**YOUR ASSIGNMENT:** The listing that follows should be reproduced exactly, line for line.

**RECORDS SHOWN:**
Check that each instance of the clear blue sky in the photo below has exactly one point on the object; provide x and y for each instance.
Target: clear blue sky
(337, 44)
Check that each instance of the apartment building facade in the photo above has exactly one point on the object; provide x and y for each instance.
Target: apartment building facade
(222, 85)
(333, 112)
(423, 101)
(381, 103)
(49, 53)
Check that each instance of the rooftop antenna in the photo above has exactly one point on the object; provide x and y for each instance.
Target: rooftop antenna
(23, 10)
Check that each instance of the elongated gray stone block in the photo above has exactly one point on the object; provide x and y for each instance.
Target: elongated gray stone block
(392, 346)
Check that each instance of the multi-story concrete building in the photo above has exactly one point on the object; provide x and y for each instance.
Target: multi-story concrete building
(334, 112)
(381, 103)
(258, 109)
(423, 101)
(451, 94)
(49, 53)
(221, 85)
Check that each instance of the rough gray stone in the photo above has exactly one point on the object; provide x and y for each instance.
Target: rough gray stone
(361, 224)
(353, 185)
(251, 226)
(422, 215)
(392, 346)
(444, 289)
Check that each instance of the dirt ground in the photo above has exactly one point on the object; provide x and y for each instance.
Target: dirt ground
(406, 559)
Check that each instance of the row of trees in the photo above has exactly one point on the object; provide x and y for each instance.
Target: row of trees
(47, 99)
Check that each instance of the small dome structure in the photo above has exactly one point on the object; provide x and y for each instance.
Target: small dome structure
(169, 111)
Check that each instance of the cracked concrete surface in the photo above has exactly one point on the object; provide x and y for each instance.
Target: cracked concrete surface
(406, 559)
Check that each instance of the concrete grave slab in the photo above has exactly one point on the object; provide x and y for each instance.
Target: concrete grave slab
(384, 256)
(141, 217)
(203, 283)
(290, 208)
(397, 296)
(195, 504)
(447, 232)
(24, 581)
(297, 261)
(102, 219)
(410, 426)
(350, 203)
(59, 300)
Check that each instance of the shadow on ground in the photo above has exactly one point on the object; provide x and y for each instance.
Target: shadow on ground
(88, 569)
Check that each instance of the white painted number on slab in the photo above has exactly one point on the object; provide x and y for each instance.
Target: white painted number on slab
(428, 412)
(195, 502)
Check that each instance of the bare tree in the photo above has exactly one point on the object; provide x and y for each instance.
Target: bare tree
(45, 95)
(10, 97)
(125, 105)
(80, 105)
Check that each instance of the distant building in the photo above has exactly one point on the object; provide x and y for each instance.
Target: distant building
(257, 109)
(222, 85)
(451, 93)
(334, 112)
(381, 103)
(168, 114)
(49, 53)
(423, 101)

**RESULT OF THE EXERCISE:**
Check that each instance of the clear blue sky in the photo below has exactly one point on the object; provide x and y for each instance.
Target: clear blue sky
(337, 44)
Check that each instance of the apartment building facade in the photo above has exactly one point on the object; provide x and y for each instance.
Target: apartment building facade
(222, 85)
(333, 112)
(423, 101)
(381, 103)
(49, 53)
Check that each instance of the rooftop antenna in the photo above has exactly one point on the object; provide x and y for each instance.
Target: rooftop antenna
(23, 10)
Check that each instance of the elongated gray stone block in the photo above has exactly one point on the object; provide x and y for each instance.
Target: elongated gray stone block
(392, 346)
Check that each instance of the multi-story concrete building in the photo above has exactly one point on the object; provide x and y for each instance.
Target: multi-story concrete building
(334, 112)
(381, 103)
(258, 109)
(423, 101)
(451, 94)
(49, 53)
(221, 85)
Check that each instance of the rough gray stone in the photo above has exactly one point on the object; provide x and y for each instance.
Target: rough gray stone
(361, 224)
(353, 185)
(251, 226)
(422, 215)
(392, 346)
(444, 289)
Check that each instance of the dirt ground in the photo above has exactly one point on the object; provide x and y for each instance.
Target: dirt ground
(406, 559)
Check that each instance of the row of trees in the photo above has exactly one point on the object; provide x and y for each instance.
Target: row of trees
(47, 99)
Check that each instance of the small dome structure in the photo above has exactly one point on the object; provide x and y for each instance.
Target: small dome structure
(169, 111)
Check that each instance of the cracked concrete surface in the photo above has exactly one point on the object; provide x and y for each instance.
Target: cracked concrete surface
(406, 559)
Check that each instance of the concrete grave slab in the photo above has exactly one point on the object; provide x and y for each instance.
Target: concrete grave slab
(384, 256)
(141, 217)
(203, 283)
(290, 208)
(397, 296)
(195, 504)
(447, 232)
(24, 581)
(297, 261)
(102, 219)
(410, 426)
(350, 203)
(59, 300)
Check that each instance of the shadow on ground in the photo above has exactly one point on the object; provide x and y for each instance.
Target: shadow on ground
(88, 569)
Check that each instance of the white painted number on slab in the photo above has exactly one point on the object; provide x and y for each instance.
Target: white painted number on slab
(428, 412)
(195, 502)
Check that each instance of the bare tree in the photo above has exactly one point on the object; provide x and y for each instance.
Target: bare tree
(45, 95)
(10, 97)
(125, 105)
(80, 105)
Check that each instance of the distant building in the photo above has exactly one point on the object; provide x and y for each instance.
Target: distant building
(257, 109)
(222, 85)
(451, 93)
(334, 112)
(381, 103)
(168, 114)
(49, 53)
(423, 101)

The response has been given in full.